What needs to be done> Read the records and write them out again exactly.

Entries shown>
....

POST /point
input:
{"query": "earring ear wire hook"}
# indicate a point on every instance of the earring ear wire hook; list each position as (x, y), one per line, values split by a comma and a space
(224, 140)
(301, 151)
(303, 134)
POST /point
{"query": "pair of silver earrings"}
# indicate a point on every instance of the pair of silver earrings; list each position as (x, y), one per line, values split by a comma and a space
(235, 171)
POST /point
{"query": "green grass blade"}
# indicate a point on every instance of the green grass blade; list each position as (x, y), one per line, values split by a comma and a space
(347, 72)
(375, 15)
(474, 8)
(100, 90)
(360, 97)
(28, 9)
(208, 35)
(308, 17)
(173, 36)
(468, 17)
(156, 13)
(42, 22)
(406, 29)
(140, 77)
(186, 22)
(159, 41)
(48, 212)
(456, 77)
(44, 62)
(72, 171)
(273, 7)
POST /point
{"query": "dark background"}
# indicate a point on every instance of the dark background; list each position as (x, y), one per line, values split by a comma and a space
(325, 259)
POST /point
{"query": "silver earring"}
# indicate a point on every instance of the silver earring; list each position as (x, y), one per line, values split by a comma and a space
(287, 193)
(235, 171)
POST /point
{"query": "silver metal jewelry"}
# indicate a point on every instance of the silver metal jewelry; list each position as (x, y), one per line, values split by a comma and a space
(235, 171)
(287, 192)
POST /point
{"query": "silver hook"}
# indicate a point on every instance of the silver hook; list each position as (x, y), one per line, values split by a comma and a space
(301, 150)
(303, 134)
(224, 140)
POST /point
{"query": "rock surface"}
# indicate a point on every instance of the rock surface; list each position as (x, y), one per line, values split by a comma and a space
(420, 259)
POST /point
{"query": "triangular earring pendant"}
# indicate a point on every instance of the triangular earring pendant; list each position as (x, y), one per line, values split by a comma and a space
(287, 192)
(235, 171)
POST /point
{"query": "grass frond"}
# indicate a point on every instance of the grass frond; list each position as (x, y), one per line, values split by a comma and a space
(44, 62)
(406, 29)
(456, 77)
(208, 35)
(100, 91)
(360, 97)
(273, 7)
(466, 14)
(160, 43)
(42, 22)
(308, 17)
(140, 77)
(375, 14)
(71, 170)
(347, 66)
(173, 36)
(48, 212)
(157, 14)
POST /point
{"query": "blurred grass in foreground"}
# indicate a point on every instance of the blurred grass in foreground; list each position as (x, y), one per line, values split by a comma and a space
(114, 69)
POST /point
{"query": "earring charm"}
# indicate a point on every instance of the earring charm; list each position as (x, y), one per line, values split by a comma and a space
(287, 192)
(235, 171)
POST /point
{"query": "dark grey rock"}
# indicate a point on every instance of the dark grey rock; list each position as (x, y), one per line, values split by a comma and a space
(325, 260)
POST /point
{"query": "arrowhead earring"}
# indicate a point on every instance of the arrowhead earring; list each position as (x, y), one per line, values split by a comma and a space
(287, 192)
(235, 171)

....

Task answer>
POST /point
input:
{"query": "earring ear wire hook"}
# indicate a point on every instance of the earring ear wire hook; list each position as (x, y), one per line, values split by a comma and a space
(224, 140)
(301, 151)
(303, 134)
POST /point
{"query": "pair of silver earrings"}
# indicate a point on every instance of the pair of silver earrings; list each position as (x, y), one per line, values split by a comma and a space
(235, 171)
POST /point
{"query": "green grass blade"}
# indicate a point on every instance of the green grass blade; list each position as (x, y), one per line, values split by a comma and a space
(347, 72)
(375, 15)
(474, 8)
(100, 90)
(360, 97)
(28, 9)
(208, 35)
(308, 17)
(173, 36)
(468, 17)
(156, 13)
(42, 22)
(406, 29)
(140, 77)
(186, 22)
(159, 41)
(48, 212)
(456, 77)
(44, 62)
(72, 171)
(273, 7)
POST /point
{"query": "dark background"}
# indicate a point on every instance of the dark background; list each position as (x, y), one per line, values split by a comma and a space
(325, 259)
POST /point
{"query": "silver earring"}
# indicate a point on every instance of the silver earring; list each position as (x, y), one per line, values split by a comma and a space
(287, 193)
(235, 171)
POST /point
{"query": "silver metal jewelry"}
# indicate a point on every instance of the silver metal jewelry; list each position as (x, y), one per line, values split by a comma and a space
(235, 171)
(287, 192)
POST /point
{"query": "silver hook"}
# indicate a point on every instance of the silver hook; list each position as (x, y), one per line, values split by a comma and a space
(301, 150)
(303, 134)
(224, 140)
POST /point
{"query": "rock surface"}
# indicate a point on every instance of the rock surface; list each position as (x, y), one per line, values split by a comma and a space
(420, 259)
POST /point
{"query": "triangular earring pendant"}
# indicate a point on every instance of the triangular earring pendant; list each position as (x, y), one per line, values split by a comma and a space
(287, 192)
(235, 171)
POST /point
{"query": "grass frond"}
# indicate a point on every instance of the grass frond; list each position as (x, y), one per line, values split by a comma and a space
(44, 62)
(406, 29)
(456, 77)
(208, 35)
(100, 91)
(360, 97)
(273, 7)
(466, 14)
(160, 43)
(42, 22)
(308, 17)
(140, 77)
(375, 14)
(71, 170)
(347, 66)
(173, 36)
(48, 212)
(157, 14)
POST /point
{"query": "blurred grass in foreground"}
# indicate a point on every instance of the blurred grass in foreground; list each position as (x, y), one per line, values split by a comma and a space
(114, 69)
POST /point
{"query": "earring charm"}
# indicate a point on every instance of the earring charm; list each position as (x, y), one per line, values split by a comma and a space
(287, 192)
(235, 171)
POST /point
{"query": "dark grey rock"}
# indicate a point on every instance of the dark grey rock; list each position as (x, y), one per line, values split by a comma and a space
(325, 260)
POST /point
{"query": "arrowhead earring"}
# indicate a point on every instance of the arrowhead earring; list each position as (x, y), one per line, values split by a comma and a space
(287, 192)
(235, 171)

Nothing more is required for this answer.